Ändere die Zeilen ab der Zeile mit „Rules. Find each instance of the white blouse“ bis einschließlich der Zeile mit „point(136, 145)“, indem du „pink backdrop“ durch „pink curtain“ ersetzt. Gib nur diese Zeilen erneut aus und lass alles andere unverändert.

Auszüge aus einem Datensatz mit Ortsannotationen
-------

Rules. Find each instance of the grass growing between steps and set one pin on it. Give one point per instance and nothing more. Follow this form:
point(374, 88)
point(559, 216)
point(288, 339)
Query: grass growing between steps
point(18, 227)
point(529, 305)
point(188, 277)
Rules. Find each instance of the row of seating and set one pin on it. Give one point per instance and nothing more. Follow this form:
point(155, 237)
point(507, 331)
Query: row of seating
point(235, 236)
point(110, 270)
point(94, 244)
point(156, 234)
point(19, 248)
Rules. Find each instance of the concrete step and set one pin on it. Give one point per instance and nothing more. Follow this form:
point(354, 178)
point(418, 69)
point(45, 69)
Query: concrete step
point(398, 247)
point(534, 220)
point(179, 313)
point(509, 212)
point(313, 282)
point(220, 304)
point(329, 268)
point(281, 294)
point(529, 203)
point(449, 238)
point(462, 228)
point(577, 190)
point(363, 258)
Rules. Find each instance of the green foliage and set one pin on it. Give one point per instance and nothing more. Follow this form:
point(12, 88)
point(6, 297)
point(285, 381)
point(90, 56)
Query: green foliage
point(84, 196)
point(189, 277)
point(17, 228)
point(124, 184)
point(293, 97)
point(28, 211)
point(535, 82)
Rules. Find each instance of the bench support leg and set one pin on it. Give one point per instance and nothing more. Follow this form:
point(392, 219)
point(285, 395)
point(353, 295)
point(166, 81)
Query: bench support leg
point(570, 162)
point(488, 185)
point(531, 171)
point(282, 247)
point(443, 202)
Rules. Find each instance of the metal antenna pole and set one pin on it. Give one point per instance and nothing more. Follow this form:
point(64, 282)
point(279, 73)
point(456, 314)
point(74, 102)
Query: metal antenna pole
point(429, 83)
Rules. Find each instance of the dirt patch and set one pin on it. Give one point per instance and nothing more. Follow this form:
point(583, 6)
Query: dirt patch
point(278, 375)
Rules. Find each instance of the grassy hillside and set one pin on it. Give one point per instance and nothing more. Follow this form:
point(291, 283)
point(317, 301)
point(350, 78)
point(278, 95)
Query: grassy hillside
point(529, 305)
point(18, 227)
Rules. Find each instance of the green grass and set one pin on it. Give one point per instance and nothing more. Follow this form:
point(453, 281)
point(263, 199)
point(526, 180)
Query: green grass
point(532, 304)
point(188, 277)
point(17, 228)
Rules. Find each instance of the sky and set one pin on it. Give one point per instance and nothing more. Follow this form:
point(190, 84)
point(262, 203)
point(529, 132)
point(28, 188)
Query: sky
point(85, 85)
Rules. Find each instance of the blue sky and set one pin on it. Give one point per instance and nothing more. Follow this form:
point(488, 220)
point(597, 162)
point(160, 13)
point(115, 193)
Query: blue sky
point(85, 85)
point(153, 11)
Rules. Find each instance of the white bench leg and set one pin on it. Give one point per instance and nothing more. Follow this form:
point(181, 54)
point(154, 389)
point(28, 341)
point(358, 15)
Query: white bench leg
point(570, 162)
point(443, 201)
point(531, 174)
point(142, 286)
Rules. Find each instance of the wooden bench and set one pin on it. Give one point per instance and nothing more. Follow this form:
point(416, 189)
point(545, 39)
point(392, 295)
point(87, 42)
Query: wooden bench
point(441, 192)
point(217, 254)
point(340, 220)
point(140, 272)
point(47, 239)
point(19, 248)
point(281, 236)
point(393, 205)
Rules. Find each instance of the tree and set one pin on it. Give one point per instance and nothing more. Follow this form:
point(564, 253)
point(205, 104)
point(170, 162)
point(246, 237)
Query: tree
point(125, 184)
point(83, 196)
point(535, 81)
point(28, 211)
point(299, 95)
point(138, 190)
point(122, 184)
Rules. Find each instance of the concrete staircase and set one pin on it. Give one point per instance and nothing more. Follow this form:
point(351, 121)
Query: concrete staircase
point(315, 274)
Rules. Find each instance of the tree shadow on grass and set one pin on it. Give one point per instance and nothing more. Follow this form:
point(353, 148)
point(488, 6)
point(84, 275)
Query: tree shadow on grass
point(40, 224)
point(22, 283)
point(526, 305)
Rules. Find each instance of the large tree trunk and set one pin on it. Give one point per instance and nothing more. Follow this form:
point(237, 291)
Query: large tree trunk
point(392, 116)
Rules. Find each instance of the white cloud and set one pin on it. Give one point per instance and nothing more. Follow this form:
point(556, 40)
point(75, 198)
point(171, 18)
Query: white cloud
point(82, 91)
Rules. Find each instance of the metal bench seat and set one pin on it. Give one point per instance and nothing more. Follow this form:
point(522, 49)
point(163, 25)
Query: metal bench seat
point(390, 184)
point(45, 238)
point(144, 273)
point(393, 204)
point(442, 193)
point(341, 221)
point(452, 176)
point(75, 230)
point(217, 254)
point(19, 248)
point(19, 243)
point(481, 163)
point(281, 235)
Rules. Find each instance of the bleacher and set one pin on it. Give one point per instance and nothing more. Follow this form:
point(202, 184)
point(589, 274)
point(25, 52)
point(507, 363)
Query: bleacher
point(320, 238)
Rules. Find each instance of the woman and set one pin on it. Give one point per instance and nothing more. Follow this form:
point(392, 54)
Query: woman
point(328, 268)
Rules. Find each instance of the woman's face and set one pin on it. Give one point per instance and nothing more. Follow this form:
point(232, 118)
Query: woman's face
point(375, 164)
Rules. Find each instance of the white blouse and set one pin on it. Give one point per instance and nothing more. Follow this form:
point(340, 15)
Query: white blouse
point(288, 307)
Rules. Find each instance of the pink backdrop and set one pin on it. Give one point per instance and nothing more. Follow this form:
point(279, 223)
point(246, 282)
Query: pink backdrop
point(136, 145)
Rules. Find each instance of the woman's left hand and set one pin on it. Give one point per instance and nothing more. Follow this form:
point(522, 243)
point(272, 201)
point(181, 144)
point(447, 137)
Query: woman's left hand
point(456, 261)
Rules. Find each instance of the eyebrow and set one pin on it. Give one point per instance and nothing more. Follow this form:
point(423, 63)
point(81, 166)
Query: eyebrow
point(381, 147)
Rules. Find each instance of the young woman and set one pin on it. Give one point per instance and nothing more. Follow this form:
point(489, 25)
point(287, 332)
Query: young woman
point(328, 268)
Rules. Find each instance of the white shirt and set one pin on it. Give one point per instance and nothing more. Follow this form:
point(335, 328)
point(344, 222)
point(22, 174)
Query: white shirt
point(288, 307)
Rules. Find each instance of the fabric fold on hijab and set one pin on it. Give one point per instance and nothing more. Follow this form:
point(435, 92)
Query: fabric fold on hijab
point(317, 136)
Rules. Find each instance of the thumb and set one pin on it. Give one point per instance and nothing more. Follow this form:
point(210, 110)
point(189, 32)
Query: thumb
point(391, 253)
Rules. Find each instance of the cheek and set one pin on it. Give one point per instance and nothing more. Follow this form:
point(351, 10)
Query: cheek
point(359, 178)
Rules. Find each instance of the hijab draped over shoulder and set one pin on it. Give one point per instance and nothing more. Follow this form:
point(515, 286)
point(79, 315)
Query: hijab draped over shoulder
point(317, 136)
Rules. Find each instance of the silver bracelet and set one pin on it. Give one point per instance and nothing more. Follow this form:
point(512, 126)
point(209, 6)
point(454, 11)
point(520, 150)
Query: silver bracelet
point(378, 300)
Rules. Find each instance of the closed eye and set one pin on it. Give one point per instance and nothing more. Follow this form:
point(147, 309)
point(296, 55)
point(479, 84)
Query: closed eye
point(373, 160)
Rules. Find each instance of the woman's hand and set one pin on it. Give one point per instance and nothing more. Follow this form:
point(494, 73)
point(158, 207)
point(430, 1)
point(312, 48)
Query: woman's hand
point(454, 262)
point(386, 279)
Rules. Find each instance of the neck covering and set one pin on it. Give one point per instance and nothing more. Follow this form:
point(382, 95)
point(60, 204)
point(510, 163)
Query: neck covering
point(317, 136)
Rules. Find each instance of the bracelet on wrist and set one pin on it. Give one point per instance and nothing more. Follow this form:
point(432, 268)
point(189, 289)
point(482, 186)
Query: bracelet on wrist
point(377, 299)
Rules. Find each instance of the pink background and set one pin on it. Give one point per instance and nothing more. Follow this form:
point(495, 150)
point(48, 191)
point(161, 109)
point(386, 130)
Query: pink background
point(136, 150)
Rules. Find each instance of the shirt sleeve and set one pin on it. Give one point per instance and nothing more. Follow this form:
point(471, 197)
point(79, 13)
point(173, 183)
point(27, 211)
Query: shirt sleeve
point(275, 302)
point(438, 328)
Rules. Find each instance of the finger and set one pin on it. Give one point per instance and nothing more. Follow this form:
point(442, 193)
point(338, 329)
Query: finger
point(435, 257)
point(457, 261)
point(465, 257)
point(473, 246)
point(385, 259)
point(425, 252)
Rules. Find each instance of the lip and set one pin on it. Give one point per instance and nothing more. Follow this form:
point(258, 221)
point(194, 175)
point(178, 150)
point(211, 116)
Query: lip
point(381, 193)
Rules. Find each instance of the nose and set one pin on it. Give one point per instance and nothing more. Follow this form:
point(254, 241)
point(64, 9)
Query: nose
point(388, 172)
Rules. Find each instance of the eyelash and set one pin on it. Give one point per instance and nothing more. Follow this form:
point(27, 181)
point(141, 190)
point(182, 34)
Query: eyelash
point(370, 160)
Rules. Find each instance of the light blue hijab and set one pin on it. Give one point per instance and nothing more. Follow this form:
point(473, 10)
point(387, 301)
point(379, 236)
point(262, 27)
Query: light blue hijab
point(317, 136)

-------

Richtige Antwort ::
Rules. Find each instance of the white blouse and set one pin on it. Give one point per instance and nothing more. Follow this form:
point(340, 15)
Query: white blouse
point(288, 307)
Rules. Find each instance of the pink curtain and set one pin on it. Give one point per instance and nothing more. Follow this form:
point(279, 223)
point(246, 282)
Query: pink curtain
point(136, 145)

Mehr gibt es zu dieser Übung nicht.